PAGE EXTRACT
I can't put my finger on precisely where the bug is, but given the other bugs (the stack dump that I talked about in a previous post and that fri-sch posted about) this might be down in the Espressif WiFi driver. It's also possible it's in the software TCP stack, but that's lwIP and should be pretty stable. I tried modifying the firmware with a ridiculously long timeout (100 seconds) and upping the retransmit count on the server side (to something like 20) and that made the problem a bit better but didn't fix it.

<snip>

Worked around this one in my server code by transmitting more slowly and modifying the server's socket and TCP parameters to try to give the Oak the best chance of surviving the download.

On the client side, anything you can do to reduce or eliminate possible causes of packet loss that would start retransmission helps. You can help the local network side by doing things like change your wifi to B only, get a stronger signal, go to a different, less crowded channel, turn off other wifi devices, etc. On the server side, hosting your own LAN-based server may help avoid internet-related packet loss.
<snip>
Extract of this post on github.

Certainly b only or g only seems to make a difference, but so does not having other devices connected to wifi whilst loading first firmware.

Mine were run at g only speed (as the sole device connected to that wifi access point), and there was plenty of time for the firmware to download and install without issue (took about 45 secs on my network and setup), but when running at n speeds, it repeatedly failed to flash.
« Last Edit: March 22, 2016, 09:48:06 pm by emardee »

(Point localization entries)
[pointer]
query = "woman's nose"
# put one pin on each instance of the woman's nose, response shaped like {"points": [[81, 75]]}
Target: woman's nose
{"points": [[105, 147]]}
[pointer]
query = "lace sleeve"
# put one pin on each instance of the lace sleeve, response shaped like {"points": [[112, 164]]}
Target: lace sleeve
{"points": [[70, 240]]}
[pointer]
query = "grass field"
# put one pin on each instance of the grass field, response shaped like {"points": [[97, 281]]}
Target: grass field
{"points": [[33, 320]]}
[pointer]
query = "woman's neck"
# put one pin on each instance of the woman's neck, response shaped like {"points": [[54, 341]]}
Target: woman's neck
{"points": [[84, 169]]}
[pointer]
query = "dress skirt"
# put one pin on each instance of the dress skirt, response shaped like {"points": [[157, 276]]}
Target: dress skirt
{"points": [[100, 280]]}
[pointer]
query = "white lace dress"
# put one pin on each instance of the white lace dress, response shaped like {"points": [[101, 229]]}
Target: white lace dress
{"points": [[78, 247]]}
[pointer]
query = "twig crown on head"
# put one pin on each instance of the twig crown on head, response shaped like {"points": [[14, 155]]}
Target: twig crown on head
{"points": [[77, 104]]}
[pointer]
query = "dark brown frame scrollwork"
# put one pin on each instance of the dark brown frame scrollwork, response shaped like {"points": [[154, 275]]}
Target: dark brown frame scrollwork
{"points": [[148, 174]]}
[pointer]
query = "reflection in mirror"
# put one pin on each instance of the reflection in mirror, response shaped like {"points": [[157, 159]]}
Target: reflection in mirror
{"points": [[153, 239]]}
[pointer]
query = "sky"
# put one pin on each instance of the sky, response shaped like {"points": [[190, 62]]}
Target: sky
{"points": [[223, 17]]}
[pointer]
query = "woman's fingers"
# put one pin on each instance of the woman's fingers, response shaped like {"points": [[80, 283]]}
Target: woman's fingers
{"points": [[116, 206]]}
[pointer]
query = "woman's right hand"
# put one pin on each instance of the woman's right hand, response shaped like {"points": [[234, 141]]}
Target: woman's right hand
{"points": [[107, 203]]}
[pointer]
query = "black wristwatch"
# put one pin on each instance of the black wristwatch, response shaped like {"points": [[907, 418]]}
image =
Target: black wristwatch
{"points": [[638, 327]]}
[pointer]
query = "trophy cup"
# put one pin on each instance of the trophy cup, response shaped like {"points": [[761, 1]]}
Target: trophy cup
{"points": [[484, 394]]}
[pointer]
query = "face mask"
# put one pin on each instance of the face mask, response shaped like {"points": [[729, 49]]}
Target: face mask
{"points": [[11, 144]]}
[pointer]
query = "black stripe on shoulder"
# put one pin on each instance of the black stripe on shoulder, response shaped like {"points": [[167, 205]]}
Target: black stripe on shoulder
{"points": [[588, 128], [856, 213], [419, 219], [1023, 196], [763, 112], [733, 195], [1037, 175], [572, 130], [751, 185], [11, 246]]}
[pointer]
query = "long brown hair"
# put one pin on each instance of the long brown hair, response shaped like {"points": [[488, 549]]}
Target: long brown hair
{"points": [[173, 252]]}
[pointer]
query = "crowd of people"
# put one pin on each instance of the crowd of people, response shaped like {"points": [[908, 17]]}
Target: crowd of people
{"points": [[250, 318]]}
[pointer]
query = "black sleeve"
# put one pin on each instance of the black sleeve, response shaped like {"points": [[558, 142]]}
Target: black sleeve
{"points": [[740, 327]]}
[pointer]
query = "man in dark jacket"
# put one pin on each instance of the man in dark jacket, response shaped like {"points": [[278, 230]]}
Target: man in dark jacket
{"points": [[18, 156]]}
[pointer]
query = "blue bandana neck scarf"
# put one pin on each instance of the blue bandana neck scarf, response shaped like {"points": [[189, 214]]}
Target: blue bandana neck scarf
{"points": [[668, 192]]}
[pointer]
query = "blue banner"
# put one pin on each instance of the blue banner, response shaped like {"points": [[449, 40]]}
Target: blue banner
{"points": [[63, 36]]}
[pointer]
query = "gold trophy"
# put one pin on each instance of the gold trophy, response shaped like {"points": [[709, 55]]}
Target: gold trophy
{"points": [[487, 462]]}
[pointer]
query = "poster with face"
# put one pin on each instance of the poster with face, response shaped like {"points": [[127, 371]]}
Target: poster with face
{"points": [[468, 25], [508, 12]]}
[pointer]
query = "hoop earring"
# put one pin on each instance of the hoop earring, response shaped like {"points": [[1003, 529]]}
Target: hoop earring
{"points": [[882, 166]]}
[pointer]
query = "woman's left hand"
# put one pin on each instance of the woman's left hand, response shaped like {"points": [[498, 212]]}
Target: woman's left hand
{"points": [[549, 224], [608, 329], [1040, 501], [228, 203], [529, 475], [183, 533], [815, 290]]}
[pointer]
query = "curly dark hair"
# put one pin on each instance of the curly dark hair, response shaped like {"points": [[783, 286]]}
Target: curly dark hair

EXERCISE PROMPT
Continue the forum thread about Oak firmware downloads failing over WiFi, starting after its final line.

RESPONSE TO THIS TASK
defragster

  • Sr. Member
  • ****
  • Posts: 467
Re: Repeated failures to do first update
« Reply #10 on: March 22, 2016, 11:38:12 pm »
For general 'sketch' OTA installs - I've done many dozens to my Generic_ESP's with no problem - even having multiples active.  Once they are running stable code they have the hardware needed to make it work - especially these newer models with a good antenna like the OAK.  That is direct from the local Arduino host however - and having the luxury of a broader test set of time and users to get where it is.

OAK factory software transition to the updated particle based - with added overhead - is more specific and probably more prone to abort/discard in case of trouble rather than any chance of bricking?

lawrie

  • Newbie
  • *
  • Posts: 6
Re: Repeated failures to do first update
« Reply #11 on: March 23, 2016, 03:15:45 am »
I flashed the latest setup firmware with a USB to TTL connector and this is the diagnostics I get:

Code: [Select]
OakBoot v1 - N,BP,2

START UPDATE ROM
WIFI
WIFI CONNECT
GO TO UPDATE
START UPDATE
HOST LOOKUP OK
PARSING HTTP HEADER
HTTP/1.1 200 OK

FILE LENGTH: 778096

START WRITING UPDATE - NO OUTPUT SHOULD BE EXPECTED FOR UP TO 120 SECONDS
./+./+./+./+./+./+./+./+./+./+./+./+./+./+./+./+./+./+./+./+./+./+./+./+./+./+./+
 ets Jan  8 2013,rst cause:4, boot mode:(3,6)

wdt reset
load 0x40100000, len 3632, room 16
tail 0
chksum 0xc0
load 0x3ffe8000, len 352, room 8
tail 8
chksum 0x82
csum 0x82

OakBoot v1 - H,BU,0

Anyone know what the rst cause 4 means?

lawrie

  • Newbie
  • *
  • Posts: 6
Re: Repeated failures to do first update
« Reply #12 on: March 23, 2016, 04:03:08 am »
@defragster: I tried the wired connection with the local server, but that made no difference.

@driffster: I tried about 40 times, but it was taking so long, I gave up. I took your advice and flashed the v1 update firmware with the USB to TTL connector, and I now have my first Oak connected to the particle cloud.

mspohr

  • Newbie
  • *
  • Posts: 15
Re: Repeated failures to do first update
« Reply #13 on: March 23, 2016, 09:35:13 am »
I'm stuck here also.
I've tried the standard method (with retries and the slow server) about 25 times with no success.
I've tried the oakupsrv method but for some reason it won't run on my OSX system (odd command not found message).
I've tried setting up a separate WiFi "B" access point with speed limited to 1 Meg and no encryption and this also has repeated failures.
No success.
Any suggestions?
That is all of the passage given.